### Task
Omit the pictures, then write out every entry exactly as it reads.

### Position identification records

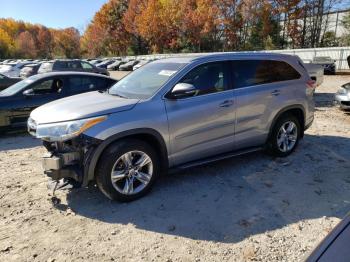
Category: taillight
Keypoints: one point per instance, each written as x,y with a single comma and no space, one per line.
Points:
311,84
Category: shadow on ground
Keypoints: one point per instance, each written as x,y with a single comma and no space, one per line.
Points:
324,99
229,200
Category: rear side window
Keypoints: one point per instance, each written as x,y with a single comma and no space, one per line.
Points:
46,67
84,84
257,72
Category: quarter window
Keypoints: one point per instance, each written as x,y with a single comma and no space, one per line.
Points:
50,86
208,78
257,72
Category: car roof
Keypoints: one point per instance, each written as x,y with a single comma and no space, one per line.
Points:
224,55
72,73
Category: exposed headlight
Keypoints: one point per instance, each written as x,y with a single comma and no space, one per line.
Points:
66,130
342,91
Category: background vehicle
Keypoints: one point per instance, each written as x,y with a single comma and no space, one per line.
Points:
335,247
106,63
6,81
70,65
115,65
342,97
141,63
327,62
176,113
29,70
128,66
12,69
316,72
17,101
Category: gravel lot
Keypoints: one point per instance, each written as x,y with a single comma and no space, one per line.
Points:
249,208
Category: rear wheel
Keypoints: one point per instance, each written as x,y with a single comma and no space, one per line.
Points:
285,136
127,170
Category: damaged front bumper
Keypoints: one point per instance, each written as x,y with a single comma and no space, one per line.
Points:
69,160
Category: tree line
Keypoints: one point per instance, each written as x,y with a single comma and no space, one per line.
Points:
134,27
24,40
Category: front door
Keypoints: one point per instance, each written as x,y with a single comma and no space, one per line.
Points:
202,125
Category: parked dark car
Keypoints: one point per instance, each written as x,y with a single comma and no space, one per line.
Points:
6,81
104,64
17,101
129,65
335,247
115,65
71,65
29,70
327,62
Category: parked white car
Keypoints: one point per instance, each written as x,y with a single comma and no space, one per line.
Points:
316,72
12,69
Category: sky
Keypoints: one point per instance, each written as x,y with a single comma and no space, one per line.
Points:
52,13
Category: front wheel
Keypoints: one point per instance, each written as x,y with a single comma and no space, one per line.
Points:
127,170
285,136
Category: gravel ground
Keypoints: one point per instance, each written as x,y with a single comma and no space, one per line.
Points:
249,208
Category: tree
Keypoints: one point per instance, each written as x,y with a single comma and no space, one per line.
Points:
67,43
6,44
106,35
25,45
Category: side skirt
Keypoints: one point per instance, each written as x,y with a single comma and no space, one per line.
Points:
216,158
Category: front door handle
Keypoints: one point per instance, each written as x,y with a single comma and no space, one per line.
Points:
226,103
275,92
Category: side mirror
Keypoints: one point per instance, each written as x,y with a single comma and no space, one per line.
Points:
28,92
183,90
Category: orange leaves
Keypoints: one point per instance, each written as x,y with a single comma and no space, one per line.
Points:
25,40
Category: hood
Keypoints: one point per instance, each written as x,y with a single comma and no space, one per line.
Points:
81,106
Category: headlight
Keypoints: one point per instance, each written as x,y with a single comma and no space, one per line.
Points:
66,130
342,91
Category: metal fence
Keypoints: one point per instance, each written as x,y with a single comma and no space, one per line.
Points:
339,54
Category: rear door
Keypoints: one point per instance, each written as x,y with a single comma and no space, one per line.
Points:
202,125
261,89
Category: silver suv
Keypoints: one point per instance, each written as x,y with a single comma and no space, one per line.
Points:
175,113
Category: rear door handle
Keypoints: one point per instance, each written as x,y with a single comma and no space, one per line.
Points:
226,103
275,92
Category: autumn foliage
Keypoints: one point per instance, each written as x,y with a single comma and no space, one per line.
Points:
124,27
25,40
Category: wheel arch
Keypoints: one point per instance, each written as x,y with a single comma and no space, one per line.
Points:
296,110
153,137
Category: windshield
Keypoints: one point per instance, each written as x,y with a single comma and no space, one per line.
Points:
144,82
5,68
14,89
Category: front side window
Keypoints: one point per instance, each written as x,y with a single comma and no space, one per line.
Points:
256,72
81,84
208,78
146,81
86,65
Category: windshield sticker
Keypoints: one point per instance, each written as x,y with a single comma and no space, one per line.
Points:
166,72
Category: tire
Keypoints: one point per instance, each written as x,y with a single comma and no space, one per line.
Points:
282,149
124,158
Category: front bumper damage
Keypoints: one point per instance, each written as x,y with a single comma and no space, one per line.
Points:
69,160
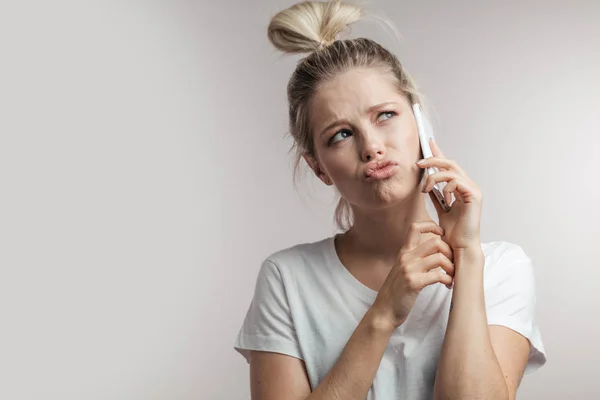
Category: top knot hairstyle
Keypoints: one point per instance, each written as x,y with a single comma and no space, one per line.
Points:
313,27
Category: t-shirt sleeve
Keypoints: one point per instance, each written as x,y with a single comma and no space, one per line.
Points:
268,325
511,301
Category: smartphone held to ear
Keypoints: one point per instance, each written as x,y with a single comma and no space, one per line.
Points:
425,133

### Response to this exercise
Category: taillight
Keypoints: one point per instance, each written as x,y with a single comma and no space, one per line.
Points:
311,84
Category: shadow on ground
Keypoints: one point per instance, each written as x,y with a single comma and no space, one per line.
Points:
324,99
229,200
Category: rear side window
Keypoints: one point per instance, each written as x,y with a single comma and no space, one per line.
Points:
46,67
84,84
257,72
Category: quarter window
Keypoints: one point per instance, each written as x,y with a single comma and no space, one per line.
Points:
50,86
208,78
257,72
Category: car roof
Keypoints: one point per instance, each written as x,y with a single comma and no space, one per line.
Points:
224,55
72,73
Category: exposed headlight
Keypoints: one point per instance, each written as x,y with a single comma and no space, one per line.
Points:
66,130
342,91
Category: background vehicle
Keypoints: one point per instance, each written as x,y with a single comma and no space, one per line.
Points:
335,247
106,63
6,81
70,65
115,65
342,97
141,63
327,62
176,113
29,70
128,66
12,69
316,72
17,101
Category: gravel lot
Keypoints: one point per instance, each written as x,y with a single comma and no space, one per line.
Points:
249,208
Category: rear wheel
Keypoints: one point per instance, each written as x,y with a single comma and no space, one per line.
Points:
285,136
127,170
Category: damaged front bumper
Keypoints: one point per instance, each written as x,y with a single comma and no space, one per line.
Points:
69,160
Category: tree line
Keypoints: one point per instance, each written as x,y with a single comma and no space, one per line.
Points:
134,27
24,40
Category: front door
Keypoints: one point per instance, each written as x,y with a single comma and no space, one per line.
Points:
202,125
Category: parked dark car
Keypoints: one point per instance, each written as x,y with a single comma and no space, one per line.
Points:
6,81
104,64
17,101
129,65
335,247
115,65
71,65
29,70
327,62
Category: parked white car
Keypoints: one point per instance, each written as x,y with a single comma and no space, one per line.
Points:
316,72
12,69
Category: sky
Keypoints: one point per instance, each written as x,y with a single comma and no space, one per line.
Points:
52,13
Category: front wheel
Keypoints: one point per instance, each written as x,y with a single comma and no space, one per line.
Points:
127,170
285,136
Category: gravel ground
Keypoints: one point per instance, each written as x,y with a single comma and no space, one per line.
Points:
249,208
Category: tree
Keypoints: one point per instance, each written as x,y with a single comma and no space, one per line.
Points:
67,43
6,44
106,35
25,45
Category: side skirt
Keypoints: one point per instance, each written as x,y with a single comma and no space, one per line.
Points:
216,158
Category: front door handle
Keypoints: one point per instance, each written as x,y with a single comma and no space, one per line.
Points:
226,103
275,92
Category: side mirror
Keypoints: one point per instance, each written as x,y with a single comma and no space, one per line.
Points:
28,92
183,90
Category: orange leaves
Keypoints: one point per instance, each written as x,y with a single comma and no space, one per line.
Points:
25,40
Category: hood
Keypoints: one point per instance, each written as x,y with a single comma and no space, one per line.
Points:
81,106
Category: headlight
Keypoints: one point per instance, each written as x,y with a single comma and no space, one per line.
Points:
66,130
342,91
Category: metal fence
Keypoints: one point per instance, each written as x,y with a single comma and no space, one per line.
Points:
339,54
Category: rear door
Keypoints: one point per instance, each written as x,y with a single comma and no space, one per line.
Points:
202,125
261,89
Category: silver suv
Keypoints: one point per instance, each written as x,y with a single comma and no space, one per line.
Points:
175,113
Category: rear door handle
Keypoints: one point per instance, each written as x,y with a single comma and no space, one per line.
Points:
226,103
275,92
Category: autumn foliage
Keypoints: one point per instance, each written as x,y with a single comma and no space, one per line.
Points:
124,27
25,40
Category: wheel arch
Keypoints: one point per instance, each written as x,y with a single comma and no space, one per line.
Points:
296,110
153,137
Category: windshield
Keypoints: one point per instance, each written as x,y with a single comma and no space, one per line.
Points:
144,82
5,68
14,89
Category: front side window
Keypoints: one point per instance, each written as x,y with a single comma and no space, one per line.
Points:
256,72
81,84
208,78
146,81
86,65
Category: windshield sticker
Keypoints: one point per instance, each written as x,y with a single comma and no space, one per line.
Points:
166,72
Category: tire
Keypoints: one point per instance, each written as x,y with a single comma and no space, one per line.
Points:
282,149
124,158
Category: front bumper damage
Keypoints: one point per instance, each written as x,y with a single comma and no space, one per line.
Points:
69,160
Category: top knot hairstyle
Keypoints: one point per instance, each written as x,y with a single comma and no space, one per line.
Points:
313,27
Category: t-shirt sleeve
Keypoints: one point per instance, each written as x,y with a single comma and no space, one per line.
Points:
268,325
511,301
Category: smartphone held to ear
Keypoints: one point per instance, each written as x,y with a single comma and no space, one per line.
Points:
425,133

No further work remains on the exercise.